DATASET EXTRACT:
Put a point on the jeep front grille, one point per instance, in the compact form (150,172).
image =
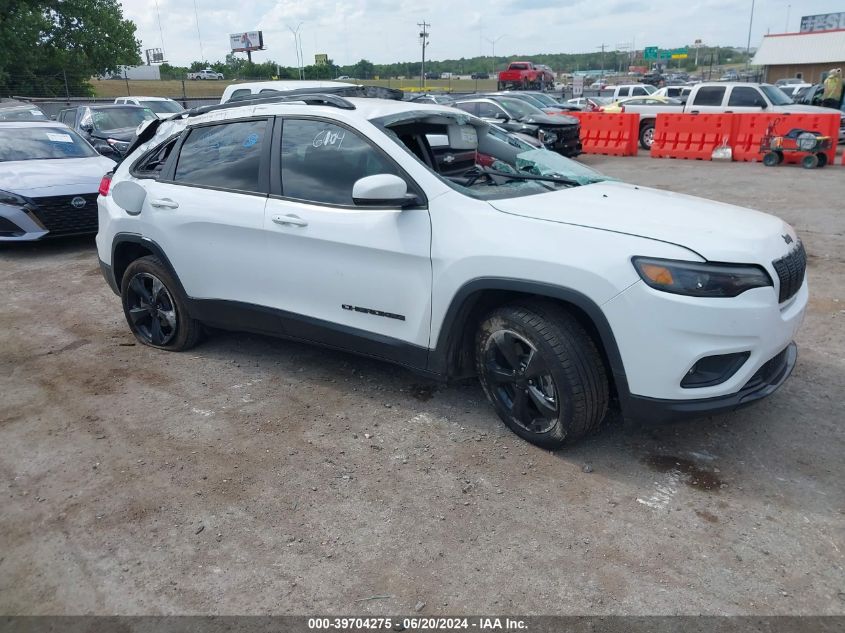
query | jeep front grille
(790,270)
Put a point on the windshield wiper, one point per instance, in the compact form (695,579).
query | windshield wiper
(556,179)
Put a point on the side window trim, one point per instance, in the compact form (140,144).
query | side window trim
(168,174)
(277,187)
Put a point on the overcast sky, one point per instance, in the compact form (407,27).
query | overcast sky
(386,30)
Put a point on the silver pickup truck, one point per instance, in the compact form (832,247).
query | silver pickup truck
(723,97)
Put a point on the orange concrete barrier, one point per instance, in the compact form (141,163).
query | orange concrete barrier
(610,134)
(690,136)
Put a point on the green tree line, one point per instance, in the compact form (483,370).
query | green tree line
(236,67)
(52,47)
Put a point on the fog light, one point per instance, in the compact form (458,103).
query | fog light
(714,370)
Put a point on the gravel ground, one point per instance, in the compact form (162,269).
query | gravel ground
(255,476)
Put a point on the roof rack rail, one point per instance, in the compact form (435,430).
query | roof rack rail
(330,96)
(309,98)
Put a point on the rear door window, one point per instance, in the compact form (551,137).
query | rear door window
(743,96)
(321,161)
(225,156)
(709,96)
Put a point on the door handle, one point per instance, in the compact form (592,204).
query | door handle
(164,203)
(289,220)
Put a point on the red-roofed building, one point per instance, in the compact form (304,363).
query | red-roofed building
(805,55)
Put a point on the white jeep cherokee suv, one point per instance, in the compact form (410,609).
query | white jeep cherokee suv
(340,222)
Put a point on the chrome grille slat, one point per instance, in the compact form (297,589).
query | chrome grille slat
(59,216)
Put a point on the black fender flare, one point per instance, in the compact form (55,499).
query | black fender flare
(148,244)
(440,357)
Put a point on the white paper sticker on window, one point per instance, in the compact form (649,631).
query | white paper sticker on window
(59,138)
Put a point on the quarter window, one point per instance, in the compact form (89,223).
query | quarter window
(488,110)
(153,163)
(321,161)
(710,96)
(226,156)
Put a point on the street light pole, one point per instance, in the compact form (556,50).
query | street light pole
(297,46)
(493,49)
(748,45)
(424,42)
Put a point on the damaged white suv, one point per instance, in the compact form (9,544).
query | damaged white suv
(421,235)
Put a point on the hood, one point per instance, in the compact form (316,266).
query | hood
(716,231)
(54,177)
(122,134)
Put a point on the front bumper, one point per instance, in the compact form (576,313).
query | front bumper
(765,382)
(661,337)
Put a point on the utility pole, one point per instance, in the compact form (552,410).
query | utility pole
(424,43)
(602,47)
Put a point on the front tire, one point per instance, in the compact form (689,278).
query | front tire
(155,307)
(542,372)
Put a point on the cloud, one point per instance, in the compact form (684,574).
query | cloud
(386,30)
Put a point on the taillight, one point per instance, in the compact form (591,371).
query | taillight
(105,184)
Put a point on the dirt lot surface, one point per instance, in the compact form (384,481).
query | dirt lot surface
(253,475)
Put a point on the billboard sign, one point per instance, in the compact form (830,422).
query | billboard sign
(822,22)
(246,41)
(654,53)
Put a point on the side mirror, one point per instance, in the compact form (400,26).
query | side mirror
(106,150)
(129,196)
(383,190)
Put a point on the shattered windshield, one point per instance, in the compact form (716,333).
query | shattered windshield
(484,161)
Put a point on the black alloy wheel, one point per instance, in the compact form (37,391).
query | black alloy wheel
(521,381)
(542,372)
(156,308)
(151,309)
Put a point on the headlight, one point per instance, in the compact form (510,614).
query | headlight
(700,279)
(12,199)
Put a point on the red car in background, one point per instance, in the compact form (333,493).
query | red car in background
(526,76)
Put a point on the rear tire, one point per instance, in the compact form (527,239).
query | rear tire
(155,307)
(542,372)
(647,135)
(771,159)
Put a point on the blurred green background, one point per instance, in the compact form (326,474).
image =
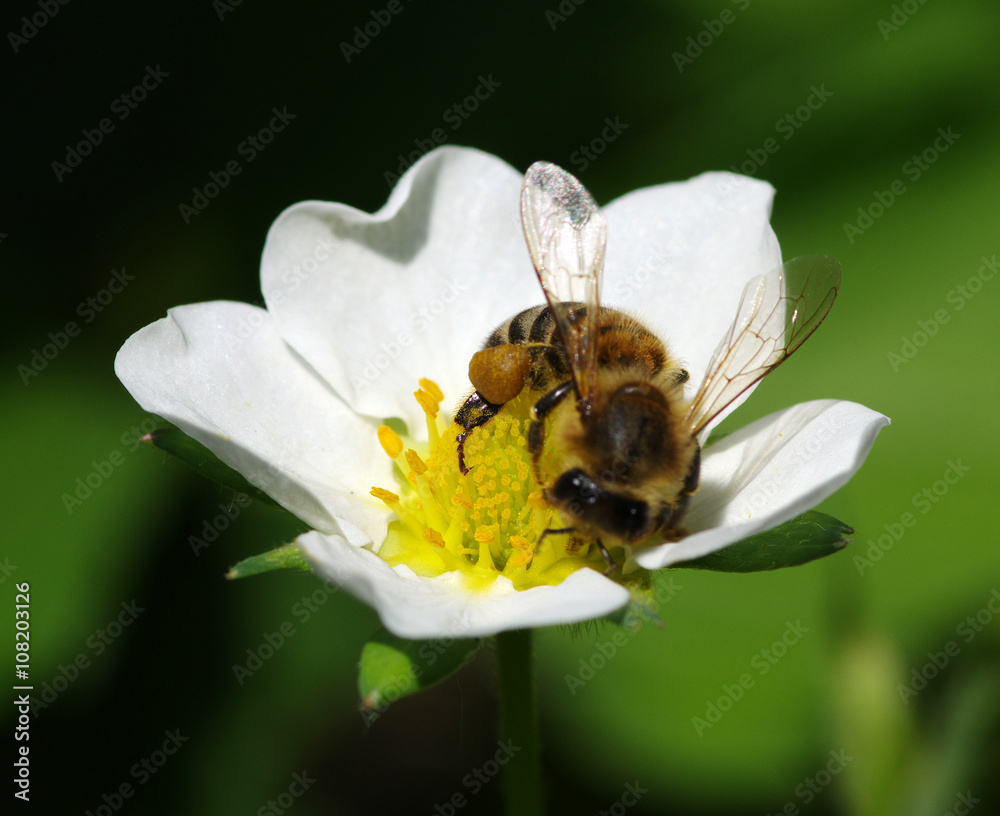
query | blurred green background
(826,729)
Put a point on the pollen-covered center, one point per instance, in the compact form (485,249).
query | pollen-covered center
(487,522)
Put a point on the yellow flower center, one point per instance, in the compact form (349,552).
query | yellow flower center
(485,523)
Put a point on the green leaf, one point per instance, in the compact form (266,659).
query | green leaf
(392,667)
(195,455)
(805,538)
(286,557)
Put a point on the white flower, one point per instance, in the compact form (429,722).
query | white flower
(359,306)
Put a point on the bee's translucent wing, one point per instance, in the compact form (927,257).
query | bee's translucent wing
(566,235)
(777,312)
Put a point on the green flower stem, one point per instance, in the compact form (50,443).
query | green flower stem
(519,723)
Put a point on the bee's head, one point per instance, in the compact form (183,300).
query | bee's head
(600,510)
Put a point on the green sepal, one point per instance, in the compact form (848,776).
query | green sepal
(196,456)
(805,538)
(287,556)
(392,668)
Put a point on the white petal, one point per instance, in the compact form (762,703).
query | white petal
(375,302)
(679,255)
(221,373)
(415,607)
(771,471)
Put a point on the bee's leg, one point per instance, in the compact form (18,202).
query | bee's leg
(612,566)
(475,411)
(545,406)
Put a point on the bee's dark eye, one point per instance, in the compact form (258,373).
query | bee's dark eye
(618,515)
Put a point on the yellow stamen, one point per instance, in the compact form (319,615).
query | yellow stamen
(387,496)
(486,522)
(390,441)
(432,536)
(417,465)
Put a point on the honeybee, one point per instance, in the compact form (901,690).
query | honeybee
(611,411)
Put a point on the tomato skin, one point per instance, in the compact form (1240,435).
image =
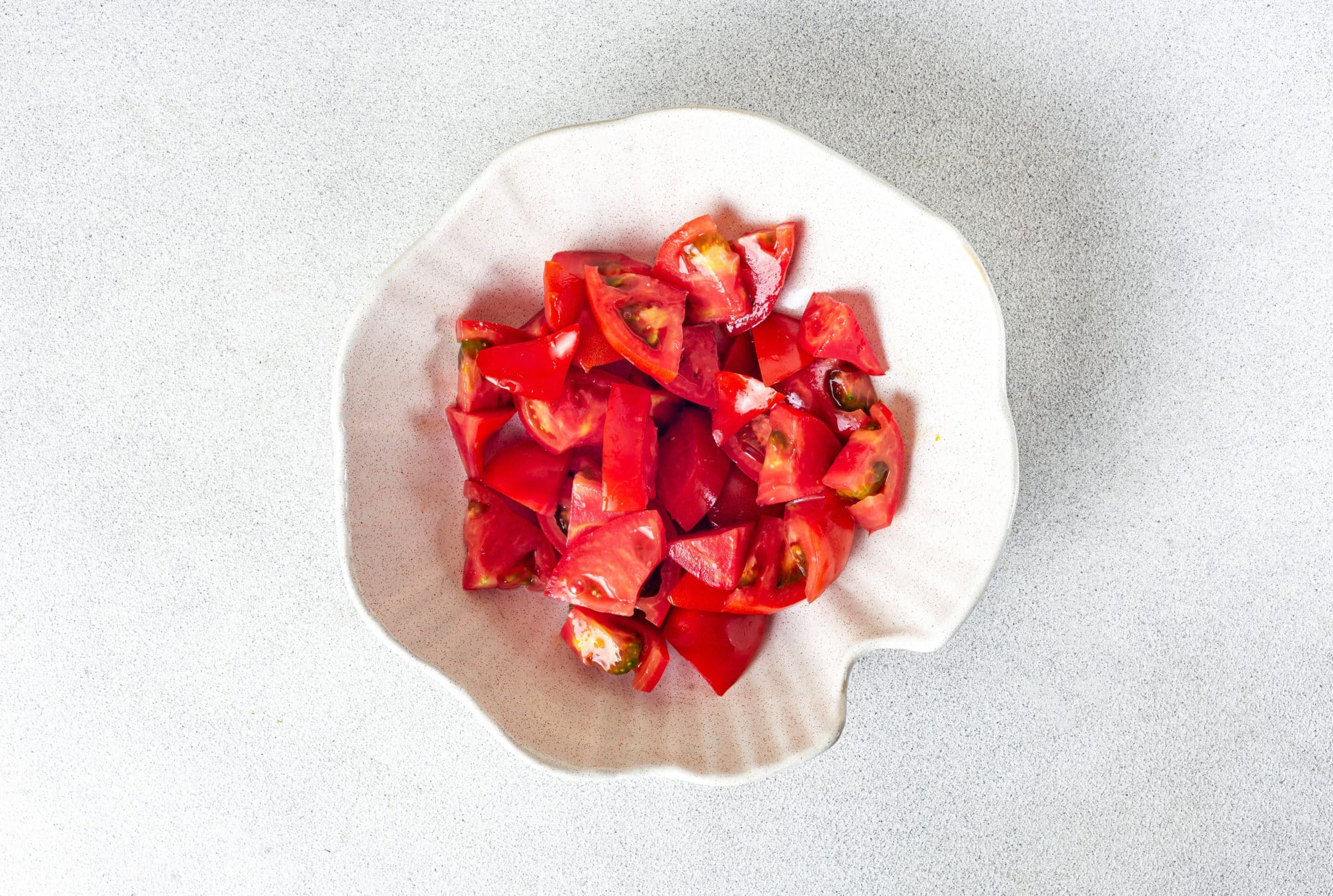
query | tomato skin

WHAT YOU ARE ASKED TO DO:
The lines from the one holding "Put a point on the bee's leg, one" through the end of the material above are to be echoed exactly, both ends included. Do not include pictures.

TASK RESULT:
Put a point on the bee's leg, one point per instance, in the compact form (18,202).
query | bee's leg
(612,566)
(475,411)
(545,406)
Put a point on the bee's dark eye, one point per instance, in the compact form (258,373).
query | bee's dark eye
(618,515)
Put a point on the yellow stamen, one point per instance, in the compact form (319,615).
query | yellow stamen
(387,496)
(486,522)
(390,441)
(432,536)
(417,465)
Put a point on the honeybee, one point per instance, in the compact form (901,690).
query | honeybee
(611,411)
Put a point on the tomato skin, one point per instance, in the compact form (1240,435).
image =
query | tomato skin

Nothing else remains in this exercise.